◆ Input material
>> start
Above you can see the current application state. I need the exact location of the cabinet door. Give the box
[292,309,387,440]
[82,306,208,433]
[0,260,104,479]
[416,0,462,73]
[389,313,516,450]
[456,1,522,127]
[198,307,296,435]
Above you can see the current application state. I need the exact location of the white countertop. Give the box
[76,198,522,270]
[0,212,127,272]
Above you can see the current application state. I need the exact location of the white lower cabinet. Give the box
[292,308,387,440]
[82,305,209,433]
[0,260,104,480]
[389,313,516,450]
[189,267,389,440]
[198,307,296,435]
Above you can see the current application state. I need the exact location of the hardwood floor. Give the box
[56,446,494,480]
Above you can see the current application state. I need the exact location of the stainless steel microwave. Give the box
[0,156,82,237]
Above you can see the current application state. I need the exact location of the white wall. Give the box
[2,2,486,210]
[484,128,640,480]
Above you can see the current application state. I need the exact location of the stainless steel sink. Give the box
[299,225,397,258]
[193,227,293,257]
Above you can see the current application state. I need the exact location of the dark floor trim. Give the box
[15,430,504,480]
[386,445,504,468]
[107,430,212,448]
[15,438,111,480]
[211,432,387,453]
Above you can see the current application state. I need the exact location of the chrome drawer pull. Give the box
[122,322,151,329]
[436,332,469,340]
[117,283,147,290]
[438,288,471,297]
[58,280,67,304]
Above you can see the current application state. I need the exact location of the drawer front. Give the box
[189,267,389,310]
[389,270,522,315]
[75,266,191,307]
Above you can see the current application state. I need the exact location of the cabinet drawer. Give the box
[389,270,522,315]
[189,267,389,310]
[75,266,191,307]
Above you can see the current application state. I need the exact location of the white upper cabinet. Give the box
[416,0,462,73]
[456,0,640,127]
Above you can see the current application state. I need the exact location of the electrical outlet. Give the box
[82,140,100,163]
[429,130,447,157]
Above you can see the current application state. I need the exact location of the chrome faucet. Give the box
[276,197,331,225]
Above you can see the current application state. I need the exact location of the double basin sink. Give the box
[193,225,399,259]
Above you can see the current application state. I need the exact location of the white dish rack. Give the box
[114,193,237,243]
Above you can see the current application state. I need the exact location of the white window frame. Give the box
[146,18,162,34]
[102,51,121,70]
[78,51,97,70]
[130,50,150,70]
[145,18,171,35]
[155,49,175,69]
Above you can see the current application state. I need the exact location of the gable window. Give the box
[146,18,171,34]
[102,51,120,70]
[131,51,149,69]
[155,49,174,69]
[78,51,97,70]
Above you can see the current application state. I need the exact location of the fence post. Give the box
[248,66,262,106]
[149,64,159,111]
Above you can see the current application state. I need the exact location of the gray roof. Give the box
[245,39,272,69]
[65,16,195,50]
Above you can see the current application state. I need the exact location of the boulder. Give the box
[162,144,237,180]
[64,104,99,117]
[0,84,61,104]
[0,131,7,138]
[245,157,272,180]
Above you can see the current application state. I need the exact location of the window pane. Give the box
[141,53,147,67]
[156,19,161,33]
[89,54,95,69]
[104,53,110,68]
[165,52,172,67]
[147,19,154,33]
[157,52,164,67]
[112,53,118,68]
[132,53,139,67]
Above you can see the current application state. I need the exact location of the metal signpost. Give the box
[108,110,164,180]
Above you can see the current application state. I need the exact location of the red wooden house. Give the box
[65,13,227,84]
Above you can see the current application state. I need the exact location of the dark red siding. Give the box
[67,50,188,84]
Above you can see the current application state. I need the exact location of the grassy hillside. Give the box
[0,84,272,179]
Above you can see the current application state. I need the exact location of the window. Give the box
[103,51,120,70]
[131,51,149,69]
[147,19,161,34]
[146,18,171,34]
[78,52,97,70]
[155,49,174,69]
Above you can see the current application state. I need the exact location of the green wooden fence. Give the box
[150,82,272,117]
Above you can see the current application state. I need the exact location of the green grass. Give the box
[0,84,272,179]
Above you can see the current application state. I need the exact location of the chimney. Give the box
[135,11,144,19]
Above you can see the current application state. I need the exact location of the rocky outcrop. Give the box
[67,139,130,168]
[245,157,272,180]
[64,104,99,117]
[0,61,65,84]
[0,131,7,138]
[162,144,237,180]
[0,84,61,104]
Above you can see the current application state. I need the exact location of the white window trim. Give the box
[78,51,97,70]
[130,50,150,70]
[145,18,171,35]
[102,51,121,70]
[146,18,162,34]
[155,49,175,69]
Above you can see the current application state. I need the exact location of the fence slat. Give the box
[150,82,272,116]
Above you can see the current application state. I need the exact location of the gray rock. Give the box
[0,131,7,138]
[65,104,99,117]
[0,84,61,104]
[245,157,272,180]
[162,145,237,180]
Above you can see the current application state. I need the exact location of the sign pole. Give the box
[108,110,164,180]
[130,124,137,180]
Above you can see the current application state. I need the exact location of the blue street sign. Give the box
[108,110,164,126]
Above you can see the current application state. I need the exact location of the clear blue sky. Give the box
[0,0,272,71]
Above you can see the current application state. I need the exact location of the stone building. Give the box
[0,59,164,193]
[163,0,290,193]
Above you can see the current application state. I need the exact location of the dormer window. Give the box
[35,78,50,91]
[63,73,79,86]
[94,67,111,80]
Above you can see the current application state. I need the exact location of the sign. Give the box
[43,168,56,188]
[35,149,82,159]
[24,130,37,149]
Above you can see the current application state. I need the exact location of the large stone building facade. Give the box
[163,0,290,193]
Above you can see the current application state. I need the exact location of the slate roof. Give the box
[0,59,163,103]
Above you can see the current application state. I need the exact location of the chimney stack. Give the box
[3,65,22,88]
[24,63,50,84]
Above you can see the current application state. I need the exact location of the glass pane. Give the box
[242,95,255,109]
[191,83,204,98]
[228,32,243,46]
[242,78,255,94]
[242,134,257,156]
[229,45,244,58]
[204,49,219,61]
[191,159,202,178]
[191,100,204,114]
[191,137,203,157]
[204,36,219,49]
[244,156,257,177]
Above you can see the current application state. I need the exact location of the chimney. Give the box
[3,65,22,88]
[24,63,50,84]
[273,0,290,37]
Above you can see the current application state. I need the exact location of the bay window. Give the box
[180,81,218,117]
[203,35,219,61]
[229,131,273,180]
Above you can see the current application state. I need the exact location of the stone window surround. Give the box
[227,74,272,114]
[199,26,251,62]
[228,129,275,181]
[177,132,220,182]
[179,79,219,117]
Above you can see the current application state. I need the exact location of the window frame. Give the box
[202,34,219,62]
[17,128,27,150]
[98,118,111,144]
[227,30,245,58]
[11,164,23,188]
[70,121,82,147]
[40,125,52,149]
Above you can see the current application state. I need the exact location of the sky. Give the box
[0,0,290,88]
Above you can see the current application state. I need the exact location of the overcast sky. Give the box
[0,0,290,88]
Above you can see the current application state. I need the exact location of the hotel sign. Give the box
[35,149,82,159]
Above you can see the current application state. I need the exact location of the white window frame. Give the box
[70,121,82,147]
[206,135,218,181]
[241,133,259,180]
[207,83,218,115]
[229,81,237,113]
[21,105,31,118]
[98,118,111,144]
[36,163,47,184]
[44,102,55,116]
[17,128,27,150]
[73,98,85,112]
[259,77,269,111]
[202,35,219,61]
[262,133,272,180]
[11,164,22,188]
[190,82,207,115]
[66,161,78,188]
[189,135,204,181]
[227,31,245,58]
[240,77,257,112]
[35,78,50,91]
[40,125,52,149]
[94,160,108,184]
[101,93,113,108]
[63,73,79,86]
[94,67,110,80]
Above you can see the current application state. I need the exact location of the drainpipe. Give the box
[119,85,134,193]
>> end
◆ Instructions to follow
Copy out the data above again, putting "precise position" wherever "exact location" appears and keeping everything else the same.

◆ Solved problem
Above you can see the current application state. I need the precise position of the cabinet door. Give the box
[292,309,387,440]
[82,306,208,433]
[0,260,104,479]
[416,0,462,73]
[389,313,516,450]
[456,1,522,127]
[198,307,296,435]
Above you can see the current application state. I need the precise position of the white countertop. Give the box
[76,198,522,270]
[0,212,127,272]
Above you can see the current application state. I need the precise position of the white lower cabinet. Give the box
[292,308,387,440]
[82,305,209,433]
[0,260,104,480]
[389,313,516,450]
[189,267,389,440]
[198,307,296,435]
Above you can see the current application state. I need the precise position of the hardwood floor. Give the box
[56,446,494,480]
Above you can see the current application state. I need the precise position of the stainless steel microwave. Give the box
[0,156,82,237]
Above you can see the current application state. I need the precise position of the white wall. Give the box
[2,2,486,210]
[484,128,640,480]
Above you can see the current application state. I need the precise position of the stainless steel sink. Give the box
[299,225,397,258]
[193,227,293,257]
Above you can see the current application state. I need the precise position of the dark floor trim. Give the box
[15,430,504,480]
[386,445,504,468]
[107,430,212,448]
[15,438,111,480]
[211,432,387,453]
Above you can see the current application state. I need the precise position of the chrome drawer pull. Give the box
[122,322,151,329]
[436,332,469,340]
[117,283,147,290]
[438,288,471,297]
[58,280,67,304]
Above you can see the current application state. I need the precise position of the drawer front. Give the box
[189,267,389,310]
[389,270,522,315]
[75,266,191,307]
Above you can see the current application state. I need the precise position of the cabinet drawer. Give the box
[389,270,522,315]
[189,267,389,310]
[75,266,191,307]
Above you can see the current application state. I need the precise position of the white upper cabinet. Give the box
[416,0,462,73]
[456,0,640,127]
Above you can see the current application state. I need the precise position of the electrical outlet. Give the box
[82,140,100,163]
[429,130,447,157]
Above you can see the current application state. I need the precise position of the chrome faucet. Give the box
[276,197,331,225]
Above you can see the current application state. I need the precise position of the double basin sink. Give the box
[193,225,399,259]
Above you can see the current application state. I need the precise position of the white dish rack. Give the box
[114,193,237,243]
Above you can see the current application state. I need the precise position of the white window frame. Give the box
[146,18,162,34]
[102,51,121,70]
[78,51,97,70]
[130,50,150,70]
[145,18,171,35]
[155,49,175,69]
Above you can see the current application state. I need the precise position of the gable window. Give the box
[146,18,171,34]
[102,51,120,70]
[131,51,149,69]
[155,49,174,69]
[78,51,97,70]
Above you can see the current application state. I need the precise position of the fence post. Give the box
[248,66,262,106]
[149,64,159,111]
Above you can see the current application state. I need the precise position of the gray roof. Give the box
[245,39,272,69]
[65,16,195,50]
Above you can see the current application state. I need the precise position of the boulder. Give the box
[162,144,237,180]
[64,104,99,117]
[0,84,61,104]
[0,131,7,138]
[245,157,272,180]
Above you can see the current application state. I need the precise position of the window pane. Give the box
[141,53,147,67]
[156,19,161,33]
[89,54,95,69]
[104,53,110,68]
[165,52,172,67]
[147,19,154,33]
[157,52,164,67]
[112,53,118,68]
[132,53,139,67]
Above you can see the current application state. I need the precise position of the metal signpost. Give the box
[108,110,164,180]
Above you can see the current application state. I need the precise position of the red wooden house. Give the box
[65,13,227,84]
Above you can see the current application state. I need the precise position of the dark red siding. Give the box
[67,50,188,84]
Above you can see the current application state. I need the precise position of the grassy hillside. Give the box
[0,84,272,179]
Above you can see the current application state. I need the precise position of the window. Give the box
[103,51,120,70]
[131,51,149,69]
[147,19,161,34]
[146,18,171,34]
[78,52,97,70]
[155,49,174,69]
Above you can see the current application state. I need the precise position of the green wooden fence. Give the box
[150,82,272,117]
Above you can see the current application state. I need the precise position of the green grass. Give the box
[0,84,272,179]
Above you can see the current application state. I need the precise position of the chimney. Give the box
[135,11,144,19]
Above you can see the current application state. I need the precise position of the rocky outcrop. Give the box
[67,139,130,168]
[245,157,272,180]
[64,104,99,117]
[0,61,65,84]
[0,131,7,138]
[162,144,237,180]
[0,84,61,104]
Above you can see the current application state. I need the precise position of the white window trim. Give the box
[78,51,97,70]
[130,50,150,70]
[145,18,171,35]
[102,51,121,70]
[146,18,162,34]
[155,49,175,69]
Above you can see the current application state. I need the precise position of the fence slat. Give the box
[150,82,272,116]
Above you can see the current application state. I need the precise position of the gray rock. Give the box
[0,131,7,138]
[65,104,99,117]
[0,84,61,104]
[245,157,272,180]
[162,145,237,180]
Above you can see the current application state. I need the precise position of the sign pole. Give the box
[108,110,164,180]
[130,124,137,180]
Above you can see the current application state. I need the precise position of the blue street sign. Give the box
[108,110,164,126]
Above you can see the current application state. I need the precise position of the clear blue sky. Give the box
[0,0,272,71]
Above you can see the current application state. I need the precise position of the stone building. Give the box
[0,59,164,193]
[163,0,290,193]
Above you can see the current application state. I need the precise position of the dormer window. Give the box
[35,78,50,91]
[63,73,79,86]
[94,67,111,80]
Above you can see the current application state. I need the precise position of the sign. Give the box
[43,168,56,188]
[35,149,82,159]
[24,130,37,149]
Above you can see the current application state. I need the precise position of the large stone building facade. Give the box
[163,0,290,193]
Above you can see the current application state. I need the precise position of the slate roof. Give the box
[0,59,163,103]
Above you can see the current application state. I need the precise position of the chimney stack. Give the box
[3,65,22,88]
[24,63,50,84]
Above you can see the current application state. I need the precise position of the glass pane. Give the box
[242,95,255,109]
[191,83,204,98]
[228,32,243,46]
[242,78,255,94]
[242,134,257,156]
[229,45,244,58]
[204,49,219,61]
[191,159,202,178]
[191,100,204,114]
[191,137,203,157]
[204,36,219,49]
[244,156,257,177]
Above you can see the current application state. I need the precise position of the chimney. Give the box
[3,65,22,88]
[24,63,50,84]
[273,0,290,37]
Above you can see the current application state. I need the precise position of the bay window. Give the box
[180,81,218,117]
[203,35,219,61]
[229,131,273,180]
Above you can see the current application state. I need the precise position of the stone window surround. Give the box
[227,74,272,114]
[199,26,251,62]
[228,129,275,181]
[177,132,220,182]
[179,79,219,117]
Above you can see the current application state. I need the precise position of the window frame. Give the box
[202,34,219,62]
[17,128,27,150]
[98,118,111,144]
[227,30,245,58]
[11,164,23,188]
[70,121,82,147]
[40,125,52,149]
Above you can see the current application state. I need the precise position of the sky. Give the box
[0,0,290,88]
Above you can see the current application state. I need the precise position of the overcast sky. Give the box
[0,0,290,88]
Above you can see the current application state. I need the precise position of the hotel sign. Give the box
[35,149,82,159]
Above you can see the current application state. I need the precise position of the white window frame. Give the box
[70,121,82,147]
[206,135,218,181]
[241,133,259,180]
[207,83,218,115]
[229,81,237,113]
[21,105,31,118]
[98,118,111,144]
[36,163,47,184]
[44,102,55,116]
[17,128,27,150]
[73,98,85,112]
[259,77,269,111]
[202,35,219,61]
[262,133,272,180]
[11,164,22,188]
[190,82,207,115]
[66,161,78,188]
[189,135,204,181]
[227,31,245,58]
[240,77,257,112]
[35,78,50,91]
[40,125,52,149]
[94,160,108,184]
[101,93,113,108]
[63,73,79,86]
[94,67,110,80]
Above you can see the current application state. I need the precise position of the drainpipe. Give the box
[119,85,134,193]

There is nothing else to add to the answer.